Five Strategies for Audience Engagement (09.05.12)

When leaders are speaking to audiences that are under stress–even if the audience is merely tired or distracted–the leader can take the amygdala into account in determining how the content is structured and how the audience is engaged. Here are five ways to engage effectively:

1.Establish connection before saying anything substantive. And remember that the connection is physical. Techniques to connect include asking for the audience’s attention, if only with a powerful and warm greeting, followed by silence and eye contact. The key is to make sure the audience isn’t doing something else so that they pay attention.

2.Say the most important thing first once you have their attention. The most important thing should be a powerful framing statement that will control the meaning of all that follows. Remember that frames have to precede facts.

3.Close with a recapitulation of the powerful framing statement that opened the presentation.

────

■ **STATED GOAL A**
Check each statement against the audience engagement text and answer yes or no. Support each answer with the deciding words from the text, quoted exactly.
(i) Connection should be established before anything substantive is said.
(ii) Facts should be presented before frames.
(iii) The presentation should end with a new framing statement that differs from the opening one.
■ **STATED GOAL B**
According to the audience engagement text, which part of the brain can a leader take into account when structuring content for a stressed audience?
■ **STATED GOAL C**
Continue the text on strategies for audience engagement from its last line.

■ **DATASET EXTRACT**

────

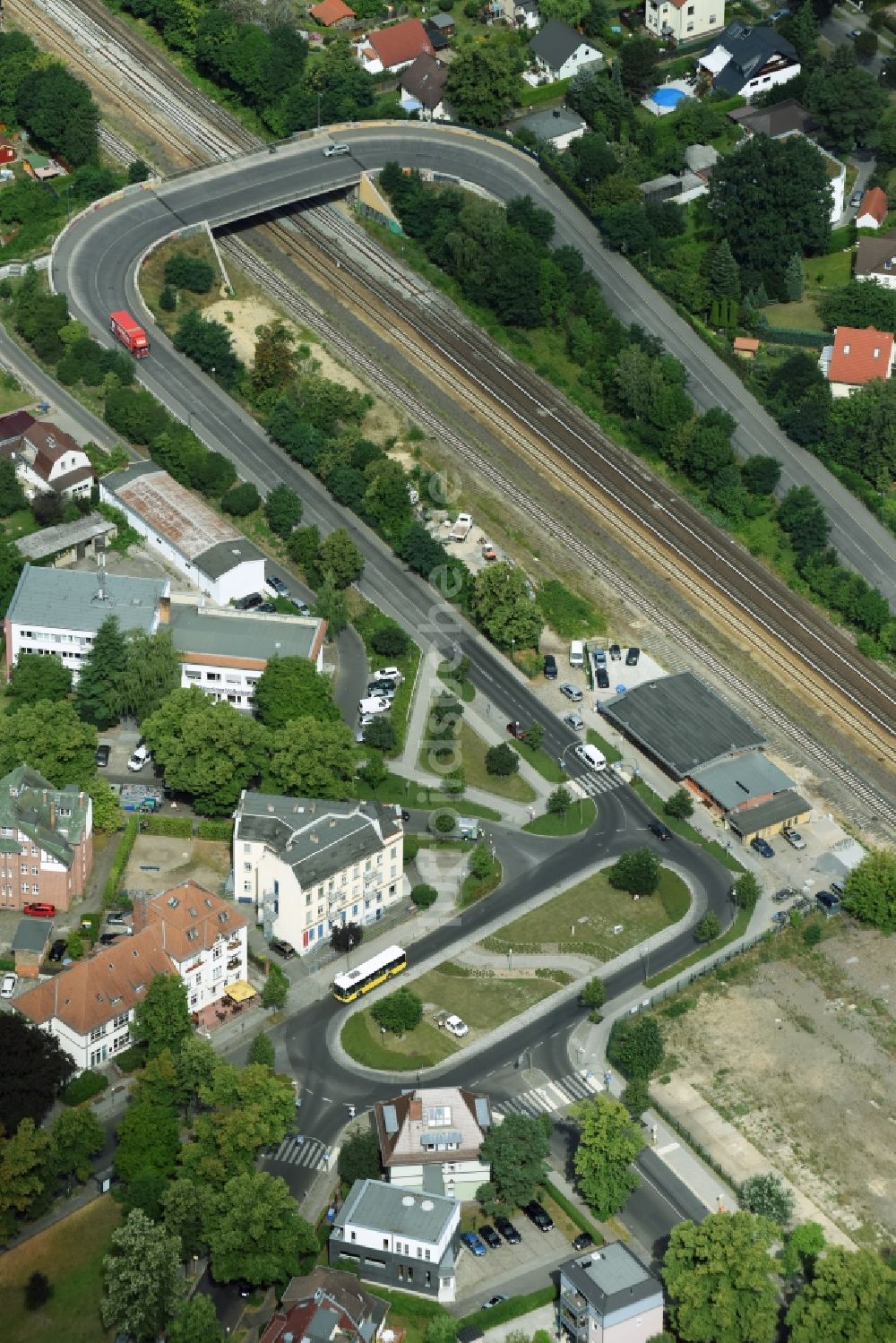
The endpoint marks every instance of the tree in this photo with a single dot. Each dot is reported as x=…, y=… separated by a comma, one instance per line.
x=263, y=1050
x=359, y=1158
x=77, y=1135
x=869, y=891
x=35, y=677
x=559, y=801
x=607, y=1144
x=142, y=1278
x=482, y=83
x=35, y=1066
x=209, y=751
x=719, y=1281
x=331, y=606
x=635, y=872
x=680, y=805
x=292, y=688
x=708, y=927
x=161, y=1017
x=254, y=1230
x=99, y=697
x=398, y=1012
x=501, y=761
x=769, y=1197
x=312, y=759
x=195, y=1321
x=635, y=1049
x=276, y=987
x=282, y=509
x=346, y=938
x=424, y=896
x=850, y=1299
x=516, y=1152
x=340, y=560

────

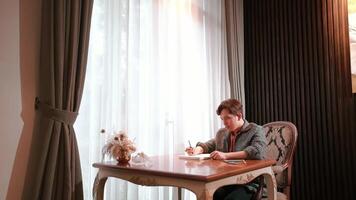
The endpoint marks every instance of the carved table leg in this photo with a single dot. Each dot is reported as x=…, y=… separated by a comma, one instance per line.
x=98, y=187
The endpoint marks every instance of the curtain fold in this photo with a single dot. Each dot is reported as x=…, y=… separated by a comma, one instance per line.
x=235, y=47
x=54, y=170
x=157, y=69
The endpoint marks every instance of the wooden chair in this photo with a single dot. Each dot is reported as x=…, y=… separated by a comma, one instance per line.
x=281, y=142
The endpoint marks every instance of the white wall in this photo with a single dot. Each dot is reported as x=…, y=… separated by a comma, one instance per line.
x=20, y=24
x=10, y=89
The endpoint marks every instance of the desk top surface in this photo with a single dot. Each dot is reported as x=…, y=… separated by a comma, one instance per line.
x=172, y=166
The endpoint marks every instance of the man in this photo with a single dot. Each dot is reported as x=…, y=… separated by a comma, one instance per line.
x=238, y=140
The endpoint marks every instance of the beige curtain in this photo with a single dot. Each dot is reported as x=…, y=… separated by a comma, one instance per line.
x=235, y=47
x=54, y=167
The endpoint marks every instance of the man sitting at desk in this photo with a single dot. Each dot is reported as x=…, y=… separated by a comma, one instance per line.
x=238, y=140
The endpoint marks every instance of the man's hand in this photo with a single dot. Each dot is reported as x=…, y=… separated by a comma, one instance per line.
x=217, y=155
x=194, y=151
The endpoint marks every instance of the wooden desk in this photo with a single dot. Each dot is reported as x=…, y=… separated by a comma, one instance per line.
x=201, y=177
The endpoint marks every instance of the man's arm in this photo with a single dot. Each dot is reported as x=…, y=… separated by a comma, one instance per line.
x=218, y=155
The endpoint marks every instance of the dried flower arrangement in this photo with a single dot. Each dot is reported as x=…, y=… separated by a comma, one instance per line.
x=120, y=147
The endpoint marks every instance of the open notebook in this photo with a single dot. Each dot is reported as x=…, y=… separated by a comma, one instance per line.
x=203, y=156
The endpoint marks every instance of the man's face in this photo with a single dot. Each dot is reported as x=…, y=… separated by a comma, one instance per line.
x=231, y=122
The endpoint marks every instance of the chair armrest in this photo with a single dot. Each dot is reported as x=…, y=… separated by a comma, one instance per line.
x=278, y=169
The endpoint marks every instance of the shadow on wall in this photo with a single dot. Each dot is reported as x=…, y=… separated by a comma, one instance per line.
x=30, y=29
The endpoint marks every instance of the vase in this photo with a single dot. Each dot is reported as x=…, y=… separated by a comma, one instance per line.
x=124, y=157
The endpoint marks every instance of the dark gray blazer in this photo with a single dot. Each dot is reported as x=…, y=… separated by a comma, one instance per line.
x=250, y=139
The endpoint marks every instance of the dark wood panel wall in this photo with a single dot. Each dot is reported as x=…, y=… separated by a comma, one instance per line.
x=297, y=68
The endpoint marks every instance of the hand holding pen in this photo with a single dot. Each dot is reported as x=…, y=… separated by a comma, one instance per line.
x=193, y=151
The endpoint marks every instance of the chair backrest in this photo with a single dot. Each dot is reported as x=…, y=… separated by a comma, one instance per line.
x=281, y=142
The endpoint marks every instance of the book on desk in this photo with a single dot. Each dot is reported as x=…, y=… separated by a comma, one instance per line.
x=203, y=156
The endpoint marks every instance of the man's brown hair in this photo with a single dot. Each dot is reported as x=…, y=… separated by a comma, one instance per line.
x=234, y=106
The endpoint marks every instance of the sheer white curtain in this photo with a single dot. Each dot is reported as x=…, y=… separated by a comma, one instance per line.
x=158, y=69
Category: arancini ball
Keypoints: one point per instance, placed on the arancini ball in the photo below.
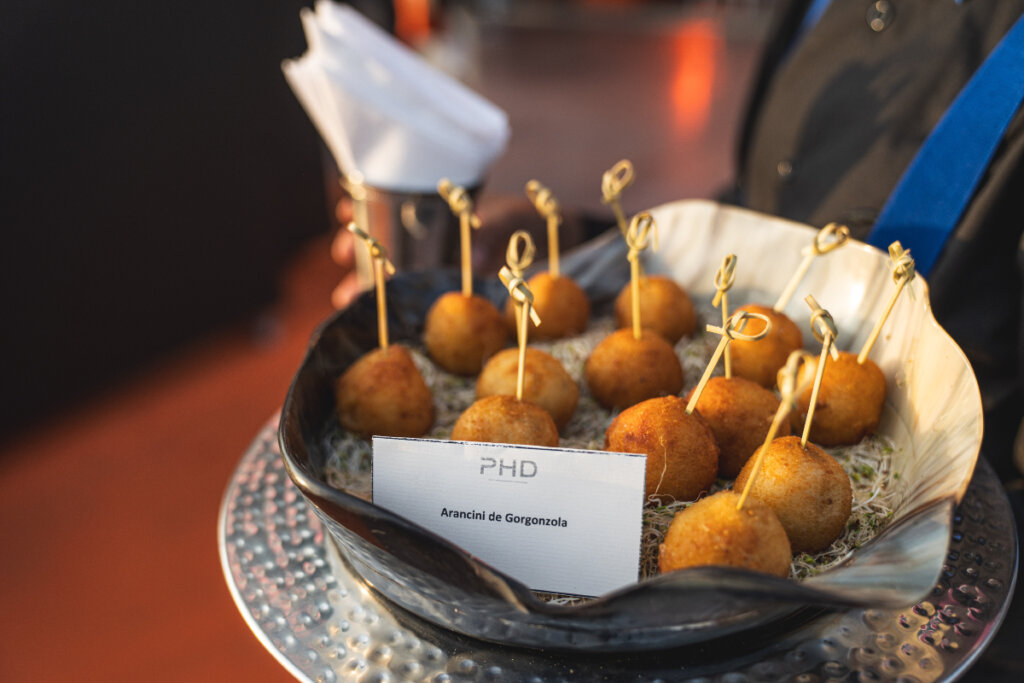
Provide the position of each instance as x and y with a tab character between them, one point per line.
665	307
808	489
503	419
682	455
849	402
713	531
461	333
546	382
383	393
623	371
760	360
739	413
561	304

────

■ **ANSWER A**
(i) Yes: "Establish connection before saying anything substantive."
(ii) No: "Remember that frames have to precede facts."
(iii) No: "Close with a recapitulation of the powerful framing statement that opened the presentation."

■ **ANSWER B**
The amygdala.

■ **ANSWER C**
4.Make it easy to remember. Keep in mind how hard it is for people to listen, hear, and remember. One way is to repeat key points. I often hear from clients, “But I’ve already said this. I don’t need to say it again.” Or, “I don’t want to say it again.” Or, “If I have to say this again, I’ll throw up. I’m tired of repeating myself.” But leaders need to constantly repeat the key themes, within any given presentation, and in general as a matter of organizational strategy. It doesn’t matter if they’re bored with saying it. The audience needs to hear it, again and again. And again. As a general principle, people need to hear things three times if they are to even pay attention to it. And because any given audience member at any time may be distracted or inattentive, he or she is unlikely to hear or attend to everything that is said. So leaders need to repeat key points far more than three times to be sure that everyone has heard it at least three times. One of the burdens of leadership is to have a very high tolerance for repetition.

5.Follow the rule of threes. Have three main points. But no more than three main points; no more than three topics; no more than three examples per topic. Group thoughts in threes; words in threes; actions in threes. (See how I just used the Rule of Threes in that sentence?) Think of Abraham Lincoln in the Gettysburg Address: “We cannot dedicate, we cannot consecrate, we cannot hallow this ground.”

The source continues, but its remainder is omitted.